_Given information_
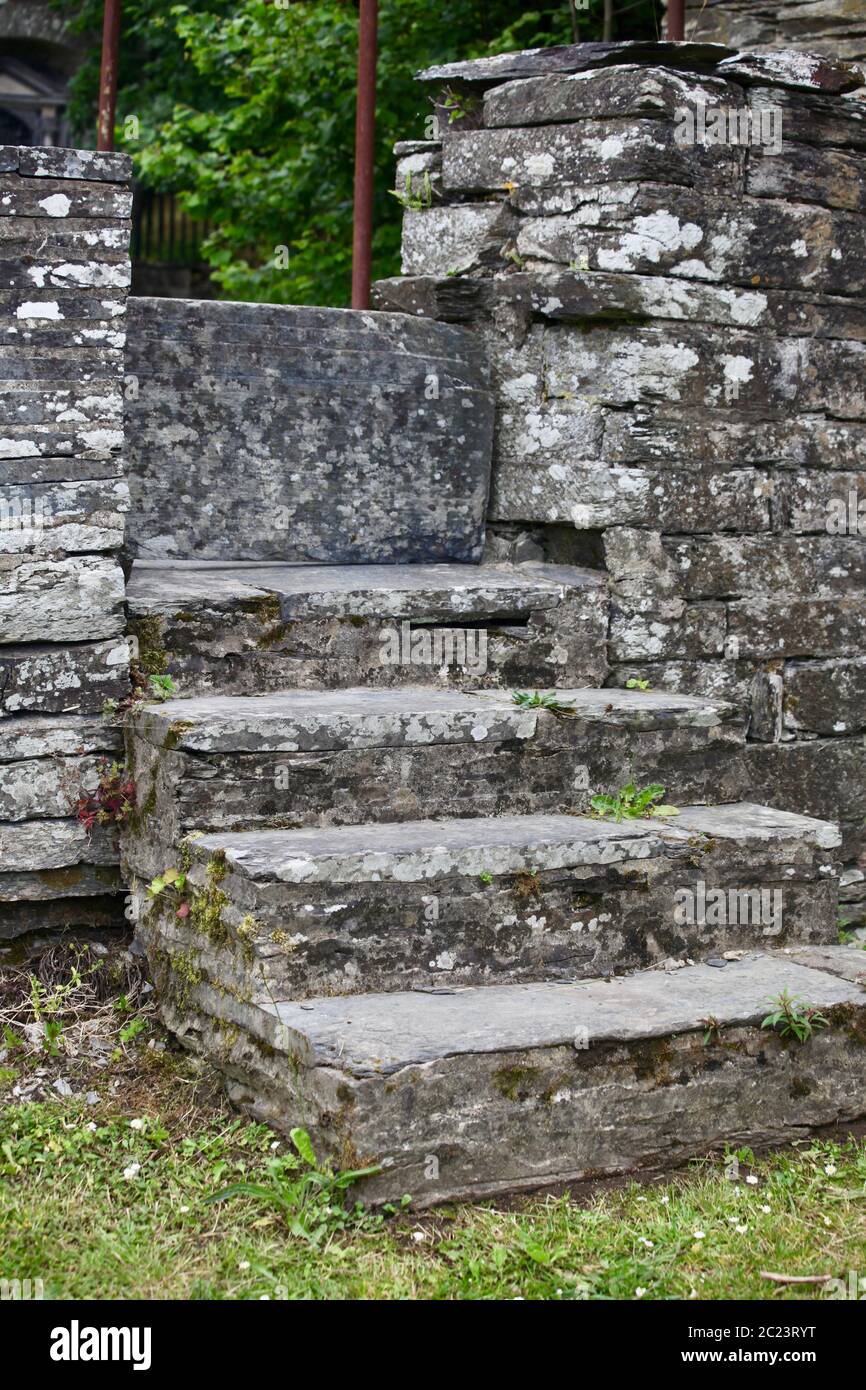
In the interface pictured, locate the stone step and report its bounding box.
[125,297,493,564]
[126,560,607,695]
[122,687,745,845]
[133,803,840,1002]
[140,947,866,1208]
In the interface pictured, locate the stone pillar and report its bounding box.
[377,44,866,911]
[0,146,132,941]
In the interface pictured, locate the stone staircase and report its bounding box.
[116,239,866,1207]
[124,560,866,1207]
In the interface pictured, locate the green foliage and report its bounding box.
[209,1129,379,1245]
[589,783,680,820]
[147,676,178,699]
[56,0,657,304]
[760,990,830,1043]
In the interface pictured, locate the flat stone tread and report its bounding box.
[192,802,837,883]
[777,945,866,984]
[126,560,605,613]
[272,952,866,1076]
[135,685,735,751]
[666,802,842,849]
[416,39,737,83]
[190,816,662,883]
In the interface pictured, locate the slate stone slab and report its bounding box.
[126,299,492,564]
[0,638,129,714]
[128,562,607,695]
[139,948,866,1207]
[685,0,866,58]
[416,40,734,85]
[122,687,745,876]
[0,555,124,642]
[484,64,745,133]
[125,806,840,1001]
[18,145,132,183]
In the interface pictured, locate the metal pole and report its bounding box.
[96,0,121,150]
[352,0,378,309]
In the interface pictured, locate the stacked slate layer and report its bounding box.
[375,43,866,917]
[0,146,132,941]
[126,297,493,564]
[685,0,866,58]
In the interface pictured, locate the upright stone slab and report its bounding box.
[0,146,132,941]
[685,0,866,58]
[126,299,492,564]
[377,40,866,911]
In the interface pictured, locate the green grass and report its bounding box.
[0,1067,866,1301]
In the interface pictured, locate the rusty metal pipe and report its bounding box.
[352,0,378,309]
[96,0,121,150]
[667,0,685,43]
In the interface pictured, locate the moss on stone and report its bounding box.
[129,613,170,676]
[492,1066,539,1101]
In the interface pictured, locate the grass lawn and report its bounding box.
[0,947,866,1301]
[0,1047,866,1301]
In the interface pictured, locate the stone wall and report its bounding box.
[685,0,866,58]
[377,44,866,917]
[0,147,131,940]
[126,297,493,564]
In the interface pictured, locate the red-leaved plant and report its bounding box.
[75,758,135,834]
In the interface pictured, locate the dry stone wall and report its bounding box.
[126,296,493,564]
[377,43,866,912]
[685,0,866,58]
[0,147,132,941]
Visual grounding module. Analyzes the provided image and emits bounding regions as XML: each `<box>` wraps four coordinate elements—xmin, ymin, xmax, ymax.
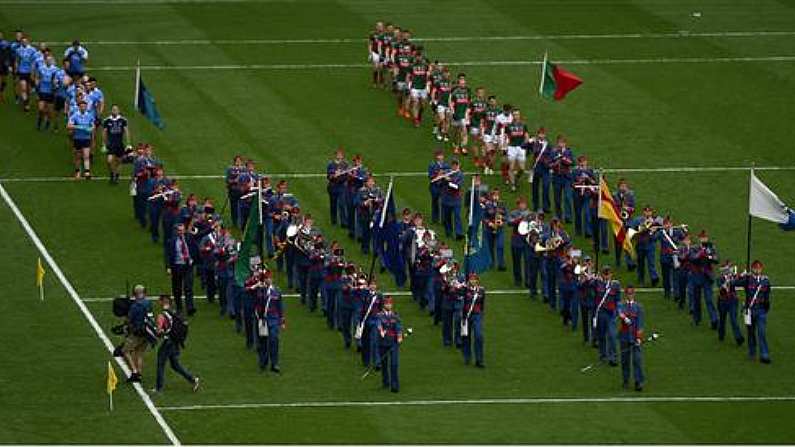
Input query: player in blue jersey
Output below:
<box><xmin>16</xmin><ymin>36</ymin><xmax>39</xmax><ymax>112</ymax></box>
<box><xmin>67</xmin><ymin>101</ymin><xmax>94</xmax><ymax>180</ymax></box>
<box><xmin>35</xmin><ymin>56</ymin><xmax>60</xmax><ymax>130</ymax></box>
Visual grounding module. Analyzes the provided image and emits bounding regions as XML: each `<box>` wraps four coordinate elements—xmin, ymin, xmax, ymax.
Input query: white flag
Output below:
<box><xmin>748</xmin><ymin>171</ymin><xmax>789</xmax><ymax>224</ymax></box>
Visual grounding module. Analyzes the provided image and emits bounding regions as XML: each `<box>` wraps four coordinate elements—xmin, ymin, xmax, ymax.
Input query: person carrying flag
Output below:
<box><xmin>376</xmin><ymin>296</ymin><xmax>403</xmax><ymax>393</ymax></box>
<box><xmin>461</xmin><ymin>273</ymin><xmax>486</xmax><ymax>368</ymax></box>
<box><xmin>618</xmin><ymin>285</ymin><xmax>644</xmax><ymax>391</ymax></box>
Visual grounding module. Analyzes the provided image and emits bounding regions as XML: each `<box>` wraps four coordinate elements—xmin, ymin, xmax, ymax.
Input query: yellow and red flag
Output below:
<box><xmin>599</xmin><ymin>176</ymin><xmax>635</xmax><ymax>258</ymax></box>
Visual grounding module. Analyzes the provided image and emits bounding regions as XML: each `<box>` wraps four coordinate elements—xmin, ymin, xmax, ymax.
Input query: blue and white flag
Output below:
<box><xmin>748</xmin><ymin>171</ymin><xmax>795</xmax><ymax>230</ymax></box>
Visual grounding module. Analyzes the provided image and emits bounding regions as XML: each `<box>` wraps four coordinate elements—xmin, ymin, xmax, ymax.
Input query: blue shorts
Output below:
<box><xmin>37</xmin><ymin>92</ymin><xmax>55</xmax><ymax>104</ymax></box>
<box><xmin>72</xmin><ymin>139</ymin><xmax>91</xmax><ymax>151</ymax></box>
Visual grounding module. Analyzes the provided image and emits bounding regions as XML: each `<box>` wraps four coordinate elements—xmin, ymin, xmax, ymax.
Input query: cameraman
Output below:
<box><xmin>122</xmin><ymin>284</ymin><xmax>152</xmax><ymax>383</ymax></box>
<box><xmin>153</xmin><ymin>295</ymin><xmax>199</xmax><ymax>393</ymax></box>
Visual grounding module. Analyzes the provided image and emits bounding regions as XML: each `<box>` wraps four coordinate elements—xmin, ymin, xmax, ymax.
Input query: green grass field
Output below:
<box><xmin>0</xmin><ymin>0</ymin><xmax>795</xmax><ymax>444</ymax></box>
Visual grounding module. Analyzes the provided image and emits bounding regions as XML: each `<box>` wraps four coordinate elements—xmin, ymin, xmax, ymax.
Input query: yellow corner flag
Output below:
<box><xmin>36</xmin><ymin>258</ymin><xmax>45</xmax><ymax>301</ymax></box>
<box><xmin>108</xmin><ymin>360</ymin><xmax>119</xmax><ymax>411</ymax></box>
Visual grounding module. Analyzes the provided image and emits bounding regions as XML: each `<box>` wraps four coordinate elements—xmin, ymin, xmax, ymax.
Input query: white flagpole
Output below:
<box><xmin>538</xmin><ymin>51</ymin><xmax>547</xmax><ymax>96</ymax></box>
<box><xmin>378</xmin><ymin>177</ymin><xmax>395</xmax><ymax>228</ymax></box>
<box><xmin>133</xmin><ymin>59</ymin><xmax>141</xmax><ymax>110</ymax></box>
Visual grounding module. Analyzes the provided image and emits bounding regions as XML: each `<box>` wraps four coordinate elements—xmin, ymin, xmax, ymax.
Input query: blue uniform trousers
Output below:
<box><xmin>461</xmin><ymin>314</ymin><xmax>483</xmax><ymax>364</ymax></box>
<box><xmin>718</xmin><ymin>299</ymin><xmax>743</xmax><ymax>343</ymax></box>
<box><xmin>621</xmin><ymin>340</ymin><xmax>644</xmax><ymax>385</ymax></box>
<box><xmin>379</xmin><ymin>341</ymin><xmax>400</xmax><ymax>392</ymax></box>
<box><xmin>746</xmin><ymin>307</ymin><xmax>770</xmax><ymax>360</ymax></box>
<box><xmin>252</xmin><ymin>317</ymin><xmax>281</xmax><ymax>370</ymax></box>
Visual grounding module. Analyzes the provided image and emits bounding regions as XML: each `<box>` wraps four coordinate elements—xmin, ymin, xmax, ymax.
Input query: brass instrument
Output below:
<box><xmin>535</xmin><ymin>235</ymin><xmax>563</xmax><ymax>253</ymax></box>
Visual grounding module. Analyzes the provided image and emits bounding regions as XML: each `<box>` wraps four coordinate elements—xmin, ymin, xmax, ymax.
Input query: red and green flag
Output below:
<box><xmin>538</xmin><ymin>54</ymin><xmax>582</xmax><ymax>101</ymax></box>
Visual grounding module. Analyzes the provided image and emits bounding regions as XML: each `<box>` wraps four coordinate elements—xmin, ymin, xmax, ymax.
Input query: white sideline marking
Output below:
<box><xmin>158</xmin><ymin>396</ymin><xmax>795</xmax><ymax>411</ymax></box>
<box><xmin>0</xmin><ymin>184</ymin><xmax>181</xmax><ymax>446</ymax></box>
<box><xmin>83</xmin><ymin>286</ymin><xmax>795</xmax><ymax>303</ymax></box>
<box><xmin>0</xmin><ymin>166</ymin><xmax>795</xmax><ymax>183</ymax></box>
<box><xmin>90</xmin><ymin>55</ymin><xmax>795</xmax><ymax>72</ymax></box>
<box><xmin>38</xmin><ymin>31</ymin><xmax>795</xmax><ymax>46</ymax></box>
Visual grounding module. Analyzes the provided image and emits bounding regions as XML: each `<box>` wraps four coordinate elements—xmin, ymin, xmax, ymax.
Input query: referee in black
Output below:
<box><xmin>102</xmin><ymin>104</ymin><xmax>130</xmax><ymax>185</ymax></box>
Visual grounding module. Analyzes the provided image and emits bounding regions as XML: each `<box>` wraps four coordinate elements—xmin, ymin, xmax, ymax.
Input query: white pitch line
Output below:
<box><xmin>158</xmin><ymin>396</ymin><xmax>795</xmax><ymax>411</ymax></box>
<box><xmin>0</xmin><ymin>184</ymin><xmax>181</xmax><ymax>446</ymax></box>
<box><xmin>83</xmin><ymin>286</ymin><xmax>795</xmax><ymax>303</ymax></box>
<box><xmin>0</xmin><ymin>166</ymin><xmax>795</xmax><ymax>183</ymax></box>
<box><xmin>90</xmin><ymin>55</ymin><xmax>795</xmax><ymax>72</ymax></box>
<box><xmin>40</xmin><ymin>30</ymin><xmax>795</xmax><ymax>46</ymax></box>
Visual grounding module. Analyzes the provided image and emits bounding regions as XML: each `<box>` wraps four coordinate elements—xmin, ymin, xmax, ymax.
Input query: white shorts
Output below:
<box><xmin>508</xmin><ymin>146</ymin><xmax>526</xmax><ymax>163</ymax></box>
<box><xmin>410</xmin><ymin>88</ymin><xmax>428</xmax><ymax>100</ymax></box>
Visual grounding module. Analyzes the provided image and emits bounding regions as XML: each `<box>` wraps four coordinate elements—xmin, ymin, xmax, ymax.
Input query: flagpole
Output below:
<box><xmin>538</xmin><ymin>51</ymin><xmax>548</xmax><ymax>96</ymax></box>
<box><xmin>133</xmin><ymin>58</ymin><xmax>141</xmax><ymax>110</ymax></box>
<box><xmin>745</xmin><ymin>162</ymin><xmax>756</xmax><ymax>270</ymax></box>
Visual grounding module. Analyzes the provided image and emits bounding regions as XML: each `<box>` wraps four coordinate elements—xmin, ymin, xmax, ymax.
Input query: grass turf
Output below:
<box><xmin>0</xmin><ymin>1</ymin><xmax>795</xmax><ymax>443</ymax></box>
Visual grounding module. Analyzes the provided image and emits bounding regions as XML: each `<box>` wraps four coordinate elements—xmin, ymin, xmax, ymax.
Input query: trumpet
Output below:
<box><xmin>431</xmin><ymin>169</ymin><xmax>460</xmax><ymax>183</ymax></box>
<box><xmin>535</xmin><ymin>235</ymin><xmax>563</xmax><ymax>253</ymax></box>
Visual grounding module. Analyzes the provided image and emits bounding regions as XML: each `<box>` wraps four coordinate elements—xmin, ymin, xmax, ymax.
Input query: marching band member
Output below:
<box><xmin>718</xmin><ymin>260</ymin><xmax>745</xmax><ymax>346</ymax></box>
<box><xmin>687</xmin><ymin>230</ymin><xmax>718</xmax><ymax>330</ymax></box>
<box><xmin>326</xmin><ymin>148</ymin><xmax>349</xmax><ymax>228</ymax></box>
<box><xmin>674</xmin><ymin>232</ymin><xmax>693</xmax><ymax>314</ymax></box>
<box><xmin>507</xmin><ymin>196</ymin><xmax>532</xmax><ymax>288</ymax></box>
<box><xmin>592</xmin><ymin>265</ymin><xmax>621</xmax><ymax>366</ymax></box>
<box><xmin>428</xmin><ymin>149</ymin><xmax>450</xmax><ymax>223</ymax></box>
<box><xmin>557</xmin><ymin>252</ymin><xmax>579</xmax><ymax>331</ymax></box>
<box><xmin>528</xmin><ymin>127</ymin><xmax>552</xmax><ymax>213</ymax></box>
<box><xmin>618</xmin><ymin>285</ymin><xmax>644</xmax><ymax>391</ymax></box>
<box><xmin>744</xmin><ymin>260</ymin><xmax>771</xmax><ymax>364</ymax></box>
<box><xmin>572</xmin><ymin>255</ymin><xmax>597</xmax><ymax>346</ymax></box>
<box><xmin>504</xmin><ymin>109</ymin><xmax>530</xmax><ymax>192</ymax></box>
<box><xmin>658</xmin><ymin>216</ymin><xmax>682</xmax><ymax>302</ymax></box>
<box><xmin>550</xmin><ymin>135</ymin><xmax>574</xmax><ymax>223</ymax></box>
<box><xmin>441</xmin><ymin>160</ymin><xmax>464</xmax><ymax>241</ymax></box>
<box><xmin>448</xmin><ymin>73</ymin><xmax>472</xmax><ymax>155</ymax></box>
<box><xmin>376</xmin><ymin>296</ymin><xmax>403</xmax><ymax>393</ymax></box>
<box><xmin>572</xmin><ymin>155</ymin><xmax>599</xmax><ymax>238</ymax></box>
<box><xmin>224</xmin><ymin>155</ymin><xmax>244</xmax><ymax>228</ymax></box>
<box><xmin>356</xmin><ymin>175</ymin><xmax>385</xmax><ymax>255</ymax></box>
<box><xmin>461</xmin><ymin>273</ymin><xmax>486</xmax><ymax>368</ymax></box>
<box><xmin>483</xmin><ymin>188</ymin><xmax>508</xmax><ymax>272</ymax></box>
<box><xmin>627</xmin><ymin>205</ymin><xmax>662</xmax><ymax>287</ymax></box>
<box><xmin>345</xmin><ymin>154</ymin><xmax>369</xmax><ymax>243</ymax></box>
<box><xmin>246</xmin><ymin>269</ymin><xmax>287</xmax><ymax>374</ymax></box>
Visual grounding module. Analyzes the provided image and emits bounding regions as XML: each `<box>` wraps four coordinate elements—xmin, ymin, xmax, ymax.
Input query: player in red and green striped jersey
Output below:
<box><xmin>367</xmin><ymin>21</ymin><xmax>384</xmax><ymax>88</ymax></box>
<box><xmin>408</xmin><ymin>47</ymin><xmax>430</xmax><ymax>127</ymax></box>
<box><xmin>431</xmin><ymin>67</ymin><xmax>453</xmax><ymax>141</ymax></box>
<box><xmin>469</xmin><ymin>87</ymin><xmax>488</xmax><ymax>169</ymax></box>
<box><xmin>393</xmin><ymin>44</ymin><xmax>414</xmax><ymax>118</ymax></box>
<box><xmin>450</xmin><ymin>73</ymin><xmax>472</xmax><ymax>155</ymax></box>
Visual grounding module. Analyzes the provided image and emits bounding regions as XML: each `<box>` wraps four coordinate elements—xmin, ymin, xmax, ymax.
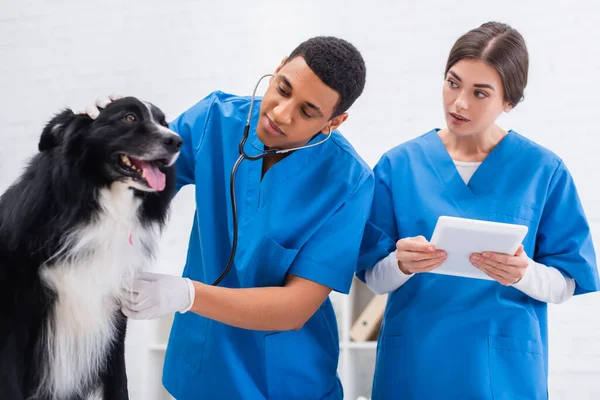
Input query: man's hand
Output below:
<box><xmin>470</xmin><ymin>245</ymin><xmax>529</xmax><ymax>286</ymax></box>
<box><xmin>121</xmin><ymin>272</ymin><xmax>195</xmax><ymax>319</ymax></box>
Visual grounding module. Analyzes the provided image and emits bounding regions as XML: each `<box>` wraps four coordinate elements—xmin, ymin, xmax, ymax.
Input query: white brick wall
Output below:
<box><xmin>0</xmin><ymin>0</ymin><xmax>600</xmax><ymax>400</ymax></box>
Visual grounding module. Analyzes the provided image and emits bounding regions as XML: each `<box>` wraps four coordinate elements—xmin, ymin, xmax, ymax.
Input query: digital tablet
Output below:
<box><xmin>430</xmin><ymin>216</ymin><xmax>528</xmax><ymax>280</ymax></box>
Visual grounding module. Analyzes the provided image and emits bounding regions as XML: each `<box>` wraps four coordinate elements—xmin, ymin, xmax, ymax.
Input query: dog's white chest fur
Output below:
<box><xmin>40</xmin><ymin>183</ymin><xmax>159</xmax><ymax>399</ymax></box>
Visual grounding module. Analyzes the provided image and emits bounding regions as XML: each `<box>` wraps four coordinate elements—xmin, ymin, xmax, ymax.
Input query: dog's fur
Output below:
<box><xmin>0</xmin><ymin>98</ymin><xmax>181</xmax><ymax>400</ymax></box>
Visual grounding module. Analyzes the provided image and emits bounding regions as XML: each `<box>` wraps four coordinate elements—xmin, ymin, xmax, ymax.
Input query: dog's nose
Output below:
<box><xmin>163</xmin><ymin>135</ymin><xmax>183</xmax><ymax>153</ymax></box>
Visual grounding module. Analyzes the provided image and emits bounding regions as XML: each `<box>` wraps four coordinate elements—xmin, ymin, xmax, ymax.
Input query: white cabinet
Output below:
<box><xmin>134</xmin><ymin>279</ymin><xmax>377</xmax><ymax>400</ymax></box>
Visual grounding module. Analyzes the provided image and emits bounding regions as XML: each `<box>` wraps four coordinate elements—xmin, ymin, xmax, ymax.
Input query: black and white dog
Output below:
<box><xmin>0</xmin><ymin>97</ymin><xmax>182</xmax><ymax>400</ymax></box>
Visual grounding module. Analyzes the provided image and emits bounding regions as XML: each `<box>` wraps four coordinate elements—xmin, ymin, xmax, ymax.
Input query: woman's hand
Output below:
<box><xmin>469</xmin><ymin>245</ymin><xmax>529</xmax><ymax>286</ymax></box>
<box><xmin>396</xmin><ymin>236</ymin><xmax>447</xmax><ymax>275</ymax></box>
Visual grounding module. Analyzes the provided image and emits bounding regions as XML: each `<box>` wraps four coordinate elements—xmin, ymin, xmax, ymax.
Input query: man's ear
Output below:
<box><xmin>321</xmin><ymin>113</ymin><xmax>348</xmax><ymax>134</ymax></box>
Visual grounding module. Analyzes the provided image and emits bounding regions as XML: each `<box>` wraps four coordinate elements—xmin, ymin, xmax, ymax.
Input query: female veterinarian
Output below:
<box><xmin>91</xmin><ymin>37</ymin><xmax>374</xmax><ymax>400</ymax></box>
<box><xmin>358</xmin><ymin>23</ymin><xmax>600</xmax><ymax>400</ymax></box>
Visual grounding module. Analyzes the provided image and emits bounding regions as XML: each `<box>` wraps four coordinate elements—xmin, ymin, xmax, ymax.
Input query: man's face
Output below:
<box><xmin>256</xmin><ymin>57</ymin><xmax>348</xmax><ymax>149</ymax></box>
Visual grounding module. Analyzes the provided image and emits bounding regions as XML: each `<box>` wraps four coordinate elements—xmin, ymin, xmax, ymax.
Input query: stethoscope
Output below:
<box><xmin>213</xmin><ymin>74</ymin><xmax>331</xmax><ymax>286</ymax></box>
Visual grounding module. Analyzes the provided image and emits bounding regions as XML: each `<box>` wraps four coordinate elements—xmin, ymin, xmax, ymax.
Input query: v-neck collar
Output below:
<box><xmin>424</xmin><ymin>128</ymin><xmax>520</xmax><ymax>201</ymax></box>
<box><xmin>243</xmin><ymin>119</ymin><xmax>326</xmax><ymax>215</ymax></box>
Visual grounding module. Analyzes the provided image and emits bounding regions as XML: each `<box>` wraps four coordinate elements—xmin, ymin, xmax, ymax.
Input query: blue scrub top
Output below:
<box><xmin>357</xmin><ymin>129</ymin><xmax>600</xmax><ymax>400</ymax></box>
<box><xmin>163</xmin><ymin>92</ymin><xmax>374</xmax><ymax>400</ymax></box>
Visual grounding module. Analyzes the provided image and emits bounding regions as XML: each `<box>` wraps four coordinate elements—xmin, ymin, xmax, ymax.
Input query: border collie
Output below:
<box><xmin>0</xmin><ymin>97</ymin><xmax>182</xmax><ymax>400</ymax></box>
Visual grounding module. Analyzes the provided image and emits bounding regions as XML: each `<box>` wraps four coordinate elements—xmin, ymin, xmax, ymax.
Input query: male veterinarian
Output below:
<box><xmin>90</xmin><ymin>37</ymin><xmax>373</xmax><ymax>400</ymax></box>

_Task brief_
Begin at the start of the data and stop after the line containing "[140,947,866,1208]". Update that stretch by changing "stone step" to "stone stair", leave everything else unchanged, and leave the pictures out of the output.

_The response_
In the interface pictured, locate the stone stair and report its bounding box.
[125,297,493,564]
[126,560,607,695]
[122,687,745,845]
[133,803,840,1002]
[140,947,866,1208]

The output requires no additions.